Directive: Reproduce every line of the data that follows, without changing a single character.

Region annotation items
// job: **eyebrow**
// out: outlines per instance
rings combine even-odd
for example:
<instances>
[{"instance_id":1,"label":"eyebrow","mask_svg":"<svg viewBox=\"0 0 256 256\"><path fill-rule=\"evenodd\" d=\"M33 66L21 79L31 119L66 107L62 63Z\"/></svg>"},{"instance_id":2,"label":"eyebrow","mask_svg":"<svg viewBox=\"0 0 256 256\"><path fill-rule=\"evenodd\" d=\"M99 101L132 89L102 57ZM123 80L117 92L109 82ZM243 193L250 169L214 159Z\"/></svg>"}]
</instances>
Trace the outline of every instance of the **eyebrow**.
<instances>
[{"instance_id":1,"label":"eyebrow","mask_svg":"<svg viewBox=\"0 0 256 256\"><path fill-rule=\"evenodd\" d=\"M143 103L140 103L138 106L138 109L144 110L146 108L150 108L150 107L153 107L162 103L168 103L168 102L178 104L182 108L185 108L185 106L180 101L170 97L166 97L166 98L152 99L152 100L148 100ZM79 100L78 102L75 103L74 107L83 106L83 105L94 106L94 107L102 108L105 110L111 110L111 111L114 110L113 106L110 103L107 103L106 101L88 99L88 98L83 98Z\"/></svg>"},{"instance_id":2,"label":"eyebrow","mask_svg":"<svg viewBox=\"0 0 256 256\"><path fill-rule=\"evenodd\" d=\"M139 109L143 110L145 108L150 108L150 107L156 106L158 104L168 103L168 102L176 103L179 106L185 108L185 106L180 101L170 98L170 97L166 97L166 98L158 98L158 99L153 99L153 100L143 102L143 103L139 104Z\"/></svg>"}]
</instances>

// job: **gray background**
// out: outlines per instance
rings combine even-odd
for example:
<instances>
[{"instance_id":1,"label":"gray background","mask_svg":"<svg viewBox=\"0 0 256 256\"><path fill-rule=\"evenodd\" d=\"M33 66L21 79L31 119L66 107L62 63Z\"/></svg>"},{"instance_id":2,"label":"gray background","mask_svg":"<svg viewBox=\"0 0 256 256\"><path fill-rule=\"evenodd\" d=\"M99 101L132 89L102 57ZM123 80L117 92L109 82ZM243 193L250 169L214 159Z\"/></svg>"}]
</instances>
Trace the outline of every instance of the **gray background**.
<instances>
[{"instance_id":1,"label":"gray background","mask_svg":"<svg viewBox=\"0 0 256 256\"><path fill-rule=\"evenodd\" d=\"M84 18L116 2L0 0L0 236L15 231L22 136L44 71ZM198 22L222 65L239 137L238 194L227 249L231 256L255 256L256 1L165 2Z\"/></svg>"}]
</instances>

Solution below:
// job: **eyebrow**
// out: outlines per instance
rings combine even-odd
for example:
<instances>
[{"instance_id":1,"label":"eyebrow","mask_svg":"<svg viewBox=\"0 0 256 256\"><path fill-rule=\"evenodd\" d=\"M33 66L21 79L31 119L66 107L62 63Z\"/></svg>"},{"instance_id":2,"label":"eyebrow","mask_svg":"<svg viewBox=\"0 0 256 256\"><path fill-rule=\"evenodd\" d=\"M99 101L132 89L102 57ZM123 80L117 92L109 82ZM243 193L250 169L214 159Z\"/></svg>"}]
</instances>
Trace the outline of every instance of the **eyebrow**.
<instances>
[{"instance_id":1,"label":"eyebrow","mask_svg":"<svg viewBox=\"0 0 256 256\"><path fill-rule=\"evenodd\" d=\"M143 103L140 103L138 106L138 109L144 110L146 108L150 108L150 107L153 107L162 103L168 103L168 102L178 104L182 108L185 108L185 106L180 101L170 97L166 97L166 98L152 99L152 100L148 100ZM79 100L78 102L75 103L74 107L83 106L83 105L94 106L94 107L102 108L105 110L111 110L111 111L114 110L113 106L110 103L107 103L106 101L88 99L88 98L83 98Z\"/></svg>"},{"instance_id":2,"label":"eyebrow","mask_svg":"<svg viewBox=\"0 0 256 256\"><path fill-rule=\"evenodd\" d=\"M139 109L143 110L145 108L150 108L150 107L156 106L158 104L168 103L168 102L176 103L179 106L185 108L185 106L180 101L170 98L170 97L166 97L166 98L158 98L158 99L153 99L153 100L143 102L143 103L139 104Z\"/></svg>"}]
</instances>

// job: **gray background**
// out: outlines per instance
rings combine even-odd
for example:
<instances>
[{"instance_id":1,"label":"gray background","mask_svg":"<svg viewBox=\"0 0 256 256\"><path fill-rule=\"evenodd\" d=\"M33 66L21 79L31 119L66 107L62 63Z\"/></svg>"},{"instance_id":2,"label":"gray background","mask_svg":"<svg viewBox=\"0 0 256 256\"><path fill-rule=\"evenodd\" d=\"M99 101L132 89L102 57ZM123 80L117 92L109 82ZM243 193L250 169L214 159Z\"/></svg>"}]
</instances>
Trace the outline of every instance of the **gray background**.
<instances>
[{"instance_id":1,"label":"gray background","mask_svg":"<svg viewBox=\"0 0 256 256\"><path fill-rule=\"evenodd\" d=\"M84 18L116 2L0 0L0 236L15 231L22 136L44 71ZM198 22L222 65L239 137L238 194L227 249L231 256L255 256L256 1L165 2Z\"/></svg>"}]
</instances>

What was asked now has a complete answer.